▸ DIRECTION 1: In the excerpt on Baby Boomers, which period overshadowed the college years and early work lives of most of the Boom generation?
▸ DIRECTION 2: In the excerpt on Baby Boomers, condense the paragraph beginning "Some economists and demographers say" into a short bulleted list that keeps its main facts.
▸ DIRECTION 3: Carry on the excerpt about Baby Boomers from its final sentence.

▸ PAGE EXCERPT:

Now, millions of Boomers are realizing that “hope I die before I get old” was just a sarcastic line in a rock and roll song, not a life plan…

The sluggish 1970s and early 1980s overshadowed the college years and early work lives of the bulk of the Boom generation. But with a few mild hiccups, it’s been easy riding since then.

Yuck. Let’s put a moratorium on these kinds of stories, especially when they’re not correct as in here:

Some economists and demographers say the Baby Boomers themselves are driving the current turmoil. As Boomers send their kids out into the world, they are entering the phase of life when income starts to fall, spending slows and houses get sold. The same generational heft that Boomers used to create fads for hula hoops, sport-utility vehicles and Harleys will now work against them as all of them rush to cash out and slow down at once. That puts more houses up for sale to far fewer buyers: a younger generation that is also less able to afford them.

▸ DATA EXCERPTS:
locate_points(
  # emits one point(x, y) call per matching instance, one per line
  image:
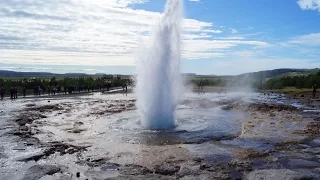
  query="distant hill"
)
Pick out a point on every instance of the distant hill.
point(265, 74)
point(14, 73)
point(280, 72)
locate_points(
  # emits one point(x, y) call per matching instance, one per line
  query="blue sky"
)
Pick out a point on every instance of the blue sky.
point(219, 37)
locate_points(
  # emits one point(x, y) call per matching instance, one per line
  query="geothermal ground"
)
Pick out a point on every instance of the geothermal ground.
point(218, 136)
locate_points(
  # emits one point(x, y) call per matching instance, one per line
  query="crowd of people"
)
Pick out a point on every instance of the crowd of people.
point(53, 90)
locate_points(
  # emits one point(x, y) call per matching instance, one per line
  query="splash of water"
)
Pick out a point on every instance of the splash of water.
point(158, 71)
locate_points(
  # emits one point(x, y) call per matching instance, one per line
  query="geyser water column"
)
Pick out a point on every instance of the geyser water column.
point(158, 71)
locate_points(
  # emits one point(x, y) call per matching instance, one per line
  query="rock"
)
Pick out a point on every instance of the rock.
point(139, 177)
point(301, 163)
point(33, 157)
point(38, 171)
point(133, 169)
point(316, 170)
point(280, 174)
point(166, 169)
point(315, 142)
point(189, 169)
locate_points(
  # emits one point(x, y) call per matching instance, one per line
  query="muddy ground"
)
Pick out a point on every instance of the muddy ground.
point(276, 141)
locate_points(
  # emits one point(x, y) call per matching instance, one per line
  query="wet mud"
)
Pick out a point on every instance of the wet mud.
point(101, 137)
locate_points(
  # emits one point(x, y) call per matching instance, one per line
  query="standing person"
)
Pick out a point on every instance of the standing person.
point(126, 89)
point(15, 90)
point(11, 92)
point(1, 93)
point(24, 91)
point(39, 90)
point(314, 90)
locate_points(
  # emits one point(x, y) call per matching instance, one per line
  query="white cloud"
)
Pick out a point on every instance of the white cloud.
point(309, 4)
point(251, 63)
point(101, 32)
point(309, 39)
point(233, 31)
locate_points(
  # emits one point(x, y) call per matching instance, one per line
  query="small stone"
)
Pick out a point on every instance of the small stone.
point(38, 171)
point(271, 174)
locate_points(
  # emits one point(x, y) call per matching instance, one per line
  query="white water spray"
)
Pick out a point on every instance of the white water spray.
point(158, 69)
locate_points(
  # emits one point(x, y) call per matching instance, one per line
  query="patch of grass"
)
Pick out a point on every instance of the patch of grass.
point(291, 90)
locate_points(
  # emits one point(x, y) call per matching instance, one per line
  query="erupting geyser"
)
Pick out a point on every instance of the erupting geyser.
point(158, 69)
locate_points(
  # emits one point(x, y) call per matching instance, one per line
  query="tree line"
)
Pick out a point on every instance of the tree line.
point(62, 84)
point(303, 81)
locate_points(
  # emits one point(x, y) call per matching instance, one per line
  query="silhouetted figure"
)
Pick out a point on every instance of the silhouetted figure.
point(24, 91)
point(11, 92)
point(126, 89)
point(314, 90)
point(15, 93)
point(39, 90)
point(2, 93)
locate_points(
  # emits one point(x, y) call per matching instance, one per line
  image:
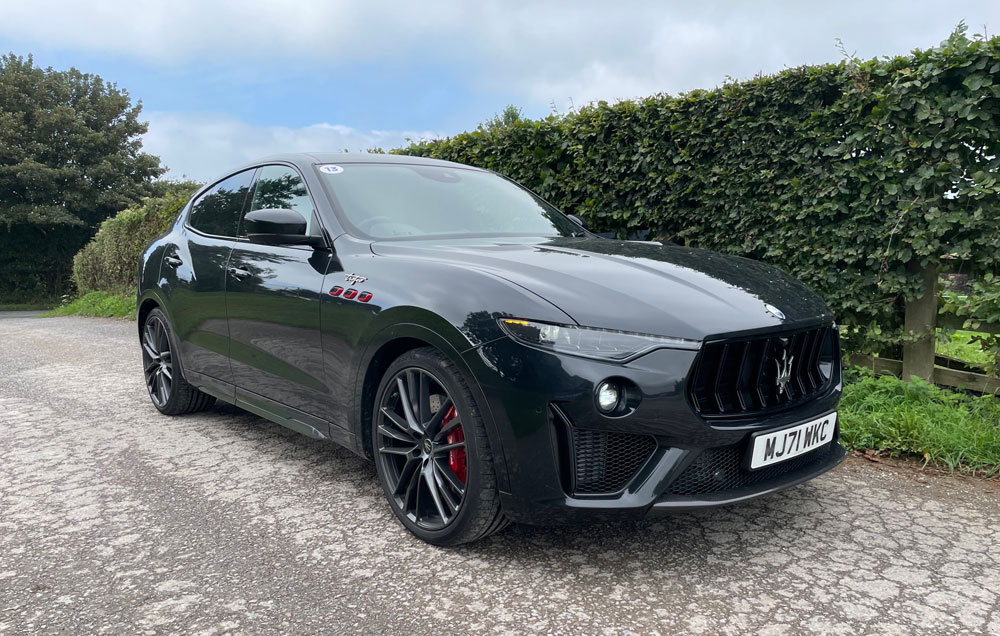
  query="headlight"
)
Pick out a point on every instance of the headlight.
point(589, 342)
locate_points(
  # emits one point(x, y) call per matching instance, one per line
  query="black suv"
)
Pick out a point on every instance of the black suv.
point(497, 361)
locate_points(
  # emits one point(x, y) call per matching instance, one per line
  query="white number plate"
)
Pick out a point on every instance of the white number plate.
point(772, 448)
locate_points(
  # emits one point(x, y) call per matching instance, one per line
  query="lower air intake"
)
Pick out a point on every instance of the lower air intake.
point(599, 462)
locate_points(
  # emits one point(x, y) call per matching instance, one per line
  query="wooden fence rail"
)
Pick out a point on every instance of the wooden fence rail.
point(919, 358)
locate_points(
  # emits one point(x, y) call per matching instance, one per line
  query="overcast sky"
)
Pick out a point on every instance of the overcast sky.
point(223, 81)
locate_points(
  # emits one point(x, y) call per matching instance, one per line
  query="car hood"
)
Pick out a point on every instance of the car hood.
point(633, 286)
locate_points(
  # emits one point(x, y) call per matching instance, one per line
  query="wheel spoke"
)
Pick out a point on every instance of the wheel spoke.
point(152, 380)
point(398, 422)
point(433, 427)
point(446, 495)
point(410, 423)
point(404, 397)
point(449, 427)
point(160, 337)
point(429, 479)
point(449, 477)
point(424, 400)
point(150, 339)
point(162, 387)
point(394, 434)
point(396, 450)
point(445, 449)
point(405, 482)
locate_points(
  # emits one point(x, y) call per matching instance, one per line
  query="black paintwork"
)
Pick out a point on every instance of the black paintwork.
point(258, 328)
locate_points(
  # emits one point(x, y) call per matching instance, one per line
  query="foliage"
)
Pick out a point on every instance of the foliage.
point(99, 305)
point(964, 345)
point(110, 261)
point(502, 120)
point(982, 305)
point(70, 156)
point(852, 176)
point(40, 304)
point(916, 418)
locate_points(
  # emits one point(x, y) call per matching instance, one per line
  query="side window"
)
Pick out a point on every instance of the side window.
point(282, 187)
point(218, 211)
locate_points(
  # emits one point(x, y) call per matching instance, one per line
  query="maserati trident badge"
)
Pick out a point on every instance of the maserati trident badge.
point(774, 311)
point(784, 372)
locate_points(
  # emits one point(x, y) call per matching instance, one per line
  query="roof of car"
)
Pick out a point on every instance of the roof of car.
point(306, 158)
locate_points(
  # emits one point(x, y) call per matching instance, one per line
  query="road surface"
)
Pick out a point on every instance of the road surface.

▸ EXPECTED OUTPUT 1: The sluggish 1970s and early 1980s.

▸ EXPECTED OUTPUT 2:
- Some economists and demographers say Baby Boomers are driving the current turmoil.
- As their kids leave home, Boomers enter the life phase when income falls, spending slows and houses get sold.
- The generational size that once created fads for hula hoops, SUVs and Harleys will work against them as they all cash out and slow down at once.
- The result is more houses for sale to far fewer buyers, a younger generation that is also less able to afford them.

▸ EXPECTED OUTPUT 3:
This is just wrong. Baby Boomers are “driving the current turmoil”? This is the WSJ, people. It, of all papers, should know that what’s driving the turmoil is the bursting of a massive bubble that inflated homebuilding and sales far beyond all normal trendlines. Boomers getting old doesn’t have a whit to do with it. How many boomers do you know selling their houses to shuffle off to the nursing home? Not yet, anyway.

Bloomberg goes long with a story on Goldman Sachs becoming a commercial bank. But through the whole thing, it doesn’t make even a nod to what role Goldman had in creating the crisis—something Audit big cheese Dean Starkman asked about yesterday.